Go through the listing and write out all of it exactly.

- **PROVIDED DATA**:
▼

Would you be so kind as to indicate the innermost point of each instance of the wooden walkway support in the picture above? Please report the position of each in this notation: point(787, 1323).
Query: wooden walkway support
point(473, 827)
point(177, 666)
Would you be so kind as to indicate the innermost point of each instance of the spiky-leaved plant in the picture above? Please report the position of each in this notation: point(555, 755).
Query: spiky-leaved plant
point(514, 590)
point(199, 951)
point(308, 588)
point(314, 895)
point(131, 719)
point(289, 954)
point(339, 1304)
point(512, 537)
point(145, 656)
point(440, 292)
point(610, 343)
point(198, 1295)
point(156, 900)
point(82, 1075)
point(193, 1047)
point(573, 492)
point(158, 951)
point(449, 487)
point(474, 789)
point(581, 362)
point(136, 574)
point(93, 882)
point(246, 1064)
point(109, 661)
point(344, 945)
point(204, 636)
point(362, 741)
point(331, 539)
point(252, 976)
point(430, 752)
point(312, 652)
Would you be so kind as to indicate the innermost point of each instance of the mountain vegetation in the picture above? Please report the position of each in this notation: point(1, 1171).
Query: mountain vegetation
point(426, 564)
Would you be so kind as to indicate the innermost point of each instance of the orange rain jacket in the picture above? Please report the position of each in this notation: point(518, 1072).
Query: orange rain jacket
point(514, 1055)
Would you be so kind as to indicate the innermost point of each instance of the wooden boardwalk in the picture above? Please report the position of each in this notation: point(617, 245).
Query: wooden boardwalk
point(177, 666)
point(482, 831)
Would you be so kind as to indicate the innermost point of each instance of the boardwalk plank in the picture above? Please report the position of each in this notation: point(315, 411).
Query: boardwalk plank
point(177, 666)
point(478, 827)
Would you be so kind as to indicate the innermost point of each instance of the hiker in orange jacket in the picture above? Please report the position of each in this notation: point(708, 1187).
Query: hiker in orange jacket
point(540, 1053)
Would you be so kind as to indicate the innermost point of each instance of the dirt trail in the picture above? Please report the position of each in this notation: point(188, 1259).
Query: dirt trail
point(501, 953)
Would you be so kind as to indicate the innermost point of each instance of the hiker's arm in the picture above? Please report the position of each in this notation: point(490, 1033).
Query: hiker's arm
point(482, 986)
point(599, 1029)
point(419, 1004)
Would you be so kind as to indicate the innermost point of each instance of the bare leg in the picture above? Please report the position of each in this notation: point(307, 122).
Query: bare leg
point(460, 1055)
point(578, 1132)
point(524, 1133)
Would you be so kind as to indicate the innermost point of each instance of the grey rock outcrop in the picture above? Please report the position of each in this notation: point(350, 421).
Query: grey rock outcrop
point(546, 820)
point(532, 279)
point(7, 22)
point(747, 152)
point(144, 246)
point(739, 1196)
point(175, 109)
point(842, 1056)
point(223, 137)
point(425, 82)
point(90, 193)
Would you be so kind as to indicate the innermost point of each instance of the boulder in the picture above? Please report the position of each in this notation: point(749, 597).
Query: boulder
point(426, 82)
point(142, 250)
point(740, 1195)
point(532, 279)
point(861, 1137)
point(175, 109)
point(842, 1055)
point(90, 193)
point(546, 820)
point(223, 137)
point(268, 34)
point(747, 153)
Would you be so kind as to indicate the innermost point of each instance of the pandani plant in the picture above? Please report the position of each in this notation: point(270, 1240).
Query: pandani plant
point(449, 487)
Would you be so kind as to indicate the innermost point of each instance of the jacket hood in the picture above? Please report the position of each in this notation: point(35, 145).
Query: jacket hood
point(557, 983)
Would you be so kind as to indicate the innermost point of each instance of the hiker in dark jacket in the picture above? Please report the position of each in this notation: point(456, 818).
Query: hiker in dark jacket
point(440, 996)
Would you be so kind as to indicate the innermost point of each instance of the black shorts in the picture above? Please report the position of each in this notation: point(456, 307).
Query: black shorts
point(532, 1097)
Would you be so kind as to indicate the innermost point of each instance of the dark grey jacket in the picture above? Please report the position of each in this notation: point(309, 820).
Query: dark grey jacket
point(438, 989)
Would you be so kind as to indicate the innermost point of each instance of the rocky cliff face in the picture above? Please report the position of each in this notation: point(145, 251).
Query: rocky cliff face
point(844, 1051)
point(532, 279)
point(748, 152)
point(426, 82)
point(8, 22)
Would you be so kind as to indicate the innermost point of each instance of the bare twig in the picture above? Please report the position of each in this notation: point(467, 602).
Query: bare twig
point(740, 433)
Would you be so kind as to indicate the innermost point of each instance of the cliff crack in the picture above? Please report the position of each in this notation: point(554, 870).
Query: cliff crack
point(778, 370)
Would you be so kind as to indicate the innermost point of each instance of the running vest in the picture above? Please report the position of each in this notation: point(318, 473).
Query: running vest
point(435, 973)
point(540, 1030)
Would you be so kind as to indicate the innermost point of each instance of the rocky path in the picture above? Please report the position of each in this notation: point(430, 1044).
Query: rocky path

▲

- **WORKED SOLUTION**:
Would you be so kind as to indicate the innermost point of each instance of the wooden walkway support in the picture above? Please report the position of each in this notation: point(787, 1323).
Query: wooden walkway support
point(473, 827)
point(177, 666)
Would you be so kind as to indicate the innermost point of each instance of the spiky-leaved plant in the picture above? Please report the position of each in this notation: point(555, 755).
Query: spiky-leaved plant
point(514, 590)
point(199, 951)
point(308, 588)
point(314, 895)
point(131, 719)
point(289, 954)
point(339, 1304)
point(512, 537)
point(145, 656)
point(440, 292)
point(610, 343)
point(198, 1295)
point(156, 900)
point(82, 1075)
point(193, 1047)
point(573, 492)
point(158, 951)
point(449, 487)
point(474, 789)
point(581, 362)
point(136, 574)
point(93, 882)
point(246, 1064)
point(109, 661)
point(344, 945)
point(204, 636)
point(362, 741)
point(331, 539)
point(252, 976)
point(430, 752)
point(312, 652)
Would you be so kind as to indicate the innermost point of each instance of the mountain vegetation in the picture above? Please report the position of each in this notation: point(1, 1171).
Query: mountain vegetation
point(426, 564)
Would you be so kind as to indicate the innermost point of each instance of the orange rain jacket in the picture above? Please report the position of each in this notation: point(518, 1072).
Query: orange rain jacket
point(514, 1055)
Would you be so kind as to indicate the innermost point of each instance of the wooden boardwalk in the picture above? Please report the position of each in this notation: point(617, 245).
Query: wooden boardwalk
point(177, 666)
point(482, 831)
Would you be so kind as to indicate the innermost point of each instance of the boardwalk plank in the picture above? Please report the position of each in this notation: point(315, 411).
Query: boardwalk plank
point(177, 666)
point(478, 827)
Would you be so kind as to indicate the innermost point of each instance of the hiker in orange jacket in the picture above? Please report the position of each in this notation: point(708, 1187).
Query: hiker in orange jacket
point(540, 1053)
Would you be so kind as to indicate the innermost point of each instance of the dirt trail in the picture above? Please report the position of each in this notation: point(188, 1259).
Query: dirt trail
point(501, 953)
Would you be so kind as to indicate the innermost point of each instance of the hiker's arm in the picture above? Please report the position of each in this notation: point(490, 1033).
Query: hiker's arm
point(482, 986)
point(599, 1029)
point(419, 1004)
Would you be so kind as to indicate the innermost point of each instance of the bare leg in the picture above? Please report the position of each in this notation: point(307, 122).
Query: bare leg
point(460, 1055)
point(578, 1132)
point(524, 1133)
Would you be so kind as to indicate the innermost point of each instance of the grey rock outcrop in the picture above? Please report the position of each in this notation: point(350, 421).
Query: grey rock outcrop
point(546, 820)
point(532, 279)
point(7, 22)
point(747, 152)
point(144, 246)
point(739, 1196)
point(175, 109)
point(842, 1056)
point(223, 137)
point(425, 82)
point(90, 193)
Would you be so kind as to indicate the innermost point of each instance of the boulder in the picture above? Please report the position of each in this notation: point(749, 597).
Query: boulder
point(426, 82)
point(142, 250)
point(740, 1195)
point(532, 279)
point(861, 1137)
point(175, 109)
point(842, 1055)
point(90, 193)
point(546, 820)
point(223, 137)
point(268, 34)
point(747, 153)
Would you be so kind as to indicate the innermost point of each instance of the pandani plant in the picture above? Please report the position of each in this notation: point(270, 1240).
Query: pandani plant
point(449, 487)
Would you be so kind as to indicate the innermost point of each instance of the jacket hood in the picture above? Please report the position of each in this notation: point(35, 145).
Query: jacket hood
point(557, 983)
Would you be so kind as to indicate the innermost point of each instance of the hiker in dark jacket in the picture above? Please report the position of each in this notation: point(456, 818).
Query: hiker in dark jacket
point(440, 996)
Would you be so kind as to indicate the innermost point of each instance of the black shorts in the picture above? Please report the position of each in this notation: point(456, 307).
Query: black shorts
point(532, 1097)
Would you be so kind as to indicate the innermost point of each instance of the dark grey jacket in the picture above? Please report the position of each in this notation: point(309, 820).
Query: dark grey jacket
point(438, 989)
Would you be so kind as to indicate the innermost point of each instance of the rocky cliff face in the picture above? Please report the position of each in this notation: point(145, 251).
Query: rocky cliff face
point(844, 1051)
point(532, 279)
point(748, 152)
point(426, 82)
point(8, 22)
Would you be so kind as to indicate the innermost point of each instance of the bare twig in the picture above? Please report the position of each in this notation: point(467, 602).
Query: bare twig
point(740, 433)
Would you be so kind as to indicate the innermost point of each instance of the cliff crack in the picture above? Please report the position of each in this notation: point(554, 870).
Query: cliff crack
point(778, 370)
Would you be so kind as to indicate the innermost point of each instance of the running vest in the picture above? Please report the position of each in this notation: point(318, 473).
Query: running vest
point(435, 973)
point(540, 1030)
Would you be so kind as to indicate the innermost point of each instance of the rocky path in the picture above? Please report the position of each in this notation: point(430, 1044).
Query: rocky path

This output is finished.